*Input for this task*
** Begin **

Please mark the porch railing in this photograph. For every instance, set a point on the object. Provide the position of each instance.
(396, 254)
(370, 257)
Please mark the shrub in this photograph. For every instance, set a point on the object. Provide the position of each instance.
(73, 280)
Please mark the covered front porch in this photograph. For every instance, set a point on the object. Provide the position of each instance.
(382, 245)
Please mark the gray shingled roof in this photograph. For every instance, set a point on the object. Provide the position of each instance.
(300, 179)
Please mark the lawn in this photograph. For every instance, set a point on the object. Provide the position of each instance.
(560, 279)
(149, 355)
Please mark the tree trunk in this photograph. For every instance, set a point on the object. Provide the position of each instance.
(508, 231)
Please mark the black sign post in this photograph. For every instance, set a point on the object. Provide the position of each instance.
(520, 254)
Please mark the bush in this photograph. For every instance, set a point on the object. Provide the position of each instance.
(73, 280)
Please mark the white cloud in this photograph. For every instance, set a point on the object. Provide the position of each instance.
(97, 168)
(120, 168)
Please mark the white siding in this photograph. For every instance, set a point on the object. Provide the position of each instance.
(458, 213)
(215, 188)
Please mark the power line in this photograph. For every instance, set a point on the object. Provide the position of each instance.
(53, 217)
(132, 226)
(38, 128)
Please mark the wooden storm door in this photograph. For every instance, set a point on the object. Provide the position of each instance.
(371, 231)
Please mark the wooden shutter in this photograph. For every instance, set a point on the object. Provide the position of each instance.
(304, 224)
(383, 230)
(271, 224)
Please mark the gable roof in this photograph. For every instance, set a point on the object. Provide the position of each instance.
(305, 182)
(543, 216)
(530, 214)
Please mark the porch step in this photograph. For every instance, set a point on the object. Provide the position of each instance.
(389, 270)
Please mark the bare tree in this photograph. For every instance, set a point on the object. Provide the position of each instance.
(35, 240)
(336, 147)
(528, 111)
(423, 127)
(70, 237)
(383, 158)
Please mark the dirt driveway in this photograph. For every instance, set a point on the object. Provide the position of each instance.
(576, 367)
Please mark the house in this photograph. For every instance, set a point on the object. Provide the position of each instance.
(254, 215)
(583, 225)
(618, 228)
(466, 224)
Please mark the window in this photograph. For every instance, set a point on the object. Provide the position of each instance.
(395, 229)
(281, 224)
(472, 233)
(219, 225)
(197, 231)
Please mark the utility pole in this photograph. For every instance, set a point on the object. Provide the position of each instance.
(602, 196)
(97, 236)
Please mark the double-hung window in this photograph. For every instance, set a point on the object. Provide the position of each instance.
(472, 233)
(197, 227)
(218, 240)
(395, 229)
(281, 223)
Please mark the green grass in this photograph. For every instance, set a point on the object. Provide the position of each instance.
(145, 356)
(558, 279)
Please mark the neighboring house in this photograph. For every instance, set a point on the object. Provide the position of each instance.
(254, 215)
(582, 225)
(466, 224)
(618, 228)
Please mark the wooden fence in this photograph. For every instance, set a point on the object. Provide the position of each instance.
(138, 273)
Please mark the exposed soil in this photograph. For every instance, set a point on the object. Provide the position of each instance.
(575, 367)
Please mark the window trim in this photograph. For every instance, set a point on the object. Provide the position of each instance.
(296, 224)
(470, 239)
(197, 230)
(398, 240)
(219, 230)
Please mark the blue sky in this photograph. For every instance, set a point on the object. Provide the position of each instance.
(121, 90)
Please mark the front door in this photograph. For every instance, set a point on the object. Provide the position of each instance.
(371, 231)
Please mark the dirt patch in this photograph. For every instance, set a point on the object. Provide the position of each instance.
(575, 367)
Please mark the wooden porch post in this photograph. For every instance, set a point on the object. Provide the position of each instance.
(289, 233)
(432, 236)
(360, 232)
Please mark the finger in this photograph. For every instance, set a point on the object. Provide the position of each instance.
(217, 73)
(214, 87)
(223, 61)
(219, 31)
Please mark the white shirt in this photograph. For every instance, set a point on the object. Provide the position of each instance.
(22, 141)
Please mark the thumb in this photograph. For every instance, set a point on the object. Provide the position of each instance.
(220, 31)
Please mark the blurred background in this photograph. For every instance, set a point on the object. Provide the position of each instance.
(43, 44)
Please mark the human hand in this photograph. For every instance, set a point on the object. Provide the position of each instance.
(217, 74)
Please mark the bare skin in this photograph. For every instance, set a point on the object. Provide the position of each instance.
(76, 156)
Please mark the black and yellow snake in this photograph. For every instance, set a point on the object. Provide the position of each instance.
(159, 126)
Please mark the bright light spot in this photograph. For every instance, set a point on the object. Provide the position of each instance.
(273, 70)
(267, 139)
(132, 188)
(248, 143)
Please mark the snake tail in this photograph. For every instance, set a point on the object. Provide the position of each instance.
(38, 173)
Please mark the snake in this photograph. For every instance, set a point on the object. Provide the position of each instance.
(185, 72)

** End **

*Goal*
Quote every record above exactly.

*Reply*
Please mark the porch railing in this photograph. For every instance, set a point on the object. Provide the position of each instance.
(396, 254)
(370, 257)
Please mark the shrub in this photograph. For every instance, set a point on the object. Provide the position of each instance.
(73, 280)
Please mark the covered front porch in this photograph. For every instance, set a point on the object. Provide the position of each instance.
(382, 245)
Please mark the gray shingled roof in this photograph. For every instance, set a point on the object. Provide the position of each instance.
(300, 179)
Please mark the lawn in this photograph. For every instance, set a point on the object. Provide the position of each instance.
(560, 279)
(149, 355)
Please mark the tree trunk in this photograph. For every instance, set a point on the object. Provide the position of each instance.
(508, 231)
Please mark the black sign post in this photograph. For every instance, set a point on the object. Provide the position of each instance.
(520, 254)
Please mark the bush in this photograph. For every instance, set a point on the object. Provide the position of each instance.
(73, 280)
Please mark the white cloud in this photograph. For every instance, set a point on the object. Provide the position of each instance.
(97, 168)
(120, 168)
Please mark the white siding in this photograph. For every instance, set a point on the object. Provide the position of each instance.
(458, 213)
(215, 188)
Please mark the power line in this photograph. For every instance, set a point on the object. Provide the position of each instance.
(53, 217)
(132, 226)
(38, 128)
Please mark the wooden storm door in this photograph. For every instance, set a point on the object. Provide the position of each instance.
(371, 231)
Please mark the wooden shutter in this photograph. For every instance, set a point on the object. Provide the position of each instance.
(304, 224)
(383, 230)
(271, 224)
Please mark the gable roof in this photograph. For every instance, set a point on the object. Provide the position of each instance.
(305, 182)
(543, 216)
(530, 214)
Please mark the porch step in this photograph. For every instance, set a point on the object. Provide the position of each instance.
(389, 270)
Please mark the bare tree in this photograph. For every instance, set a point on the object. Provide the position of each instance.
(35, 240)
(336, 147)
(528, 111)
(423, 127)
(70, 237)
(383, 158)
Please mark the dirt driveway in this photograph. For every instance, set a point on the object. Provide the position of each instance.
(576, 367)
Please mark the house in this photograph. For every instance, set a point on the object. Provide the position of each instance.
(254, 215)
(583, 225)
(618, 228)
(466, 224)
Please mark the window in this photograph. For every instance, set a point on the object. Provide the position of each instance.
(395, 229)
(281, 224)
(472, 233)
(219, 225)
(197, 231)
Please mark the utility pole in this photograph. For every instance, set a point on the object. Provide the position of each instance.
(602, 196)
(97, 236)
Please mark the double-hung window in this photograph. For every instance, set a point on the object. Provide the position of each instance.
(472, 233)
(197, 227)
(218, 240)
(395, 229)
(281, 223)
Please mark the green grass in this photograph. For every instance, set a point on the object. Provide the position of each instance.
(145, 356)
(558, 279)
Please mark the neighboring house in this photograph. For every instance, set a point on the object. Provide the position of each instance.
(254, 215)
(582, 225)
(466, 224)
(618, 228)
Please mark the wooden fence in this photograph. For every instance, set a point on the object. Provide the position of each instance.
(138, 273)
Please mark the exposed soil in this photograph. For every instance, set a point on the object. Provide the position of each instance.
(575, 367)
Please mark the window trim in this photograph. For every instance, set a point on the object. Provide the position of each instance.
(296, 224)
(470, 239)
(197, 230)
(398, 240)
(219, 230)
Please mark the blue sky in this photograph. For every instance, set a point on the object. Provide the position of each instance.
(121, 90)
Please mark the front door in this photograph. For every instance, set a point on the object. Provide the position of each instance.
(371, 231)
Please mark the dirt patch in this photograph. For every instance, set a point on the object. Provide the position of each instance.
(575, 367)
Please mark the wooden porch post in this photograph. For every instance, set a point on the object. Provide the position of each instance.
(289, 233)
(432, 236)
(360, 232)
Please mark the finger in this photograph. For every instance, set a point on the object. Provide the position of each instance.
(217, 73)
(214, 87)
(223, 61)
(219, 31)
Please mark the white shirt in this photograph. For every instance, set a point on the object. Provide the position of each instance.
(22, 141)
Please mark the thumb in this photograph. For every instance, set a point on the object. Provide the position of each instance.
(220, 31)
Please mark the blurred background in this photograph. For every instance, set a point on the object. Provide the position of each instance.
(43, 44)
Please mark the human hand in this photograph. For every instance, set a point on the object. Provide the position of each instance.
(217, 74)
Please mark the bare skin in this photograph. For every instance, set a point on the object. Provide the position of each instance.
(76, 156)
Please mark the black and yellow snake in this photograph. For every instance, set a point on the object. Provide the position of each instance.
(159, 126)
Please mark the bright light spot in this photograph. For every instance, set a point on the object. Provide the position of each instance.
(273, 70)
(267, 139)
(132, 188)
(248, 143)
Please mark the snake tail in this photograph. For every instance, set a point on the object. Provide the position of each instance.
(38, 173)
Please mark the snake in this photograph. For every instance, set a point on the object. Provide the position of each instance.
(185, 72)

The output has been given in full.